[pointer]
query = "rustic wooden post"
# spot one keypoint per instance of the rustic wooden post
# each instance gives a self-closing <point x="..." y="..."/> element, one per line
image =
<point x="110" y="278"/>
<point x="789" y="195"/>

────────────────────

▶ Aim of the exercise: Go through the records above, find every line with the word "post", and list those lines.

▶ Finished exercise:
query = "rustic wooden post"
# spot one keypoint per instance of the rustic wooden post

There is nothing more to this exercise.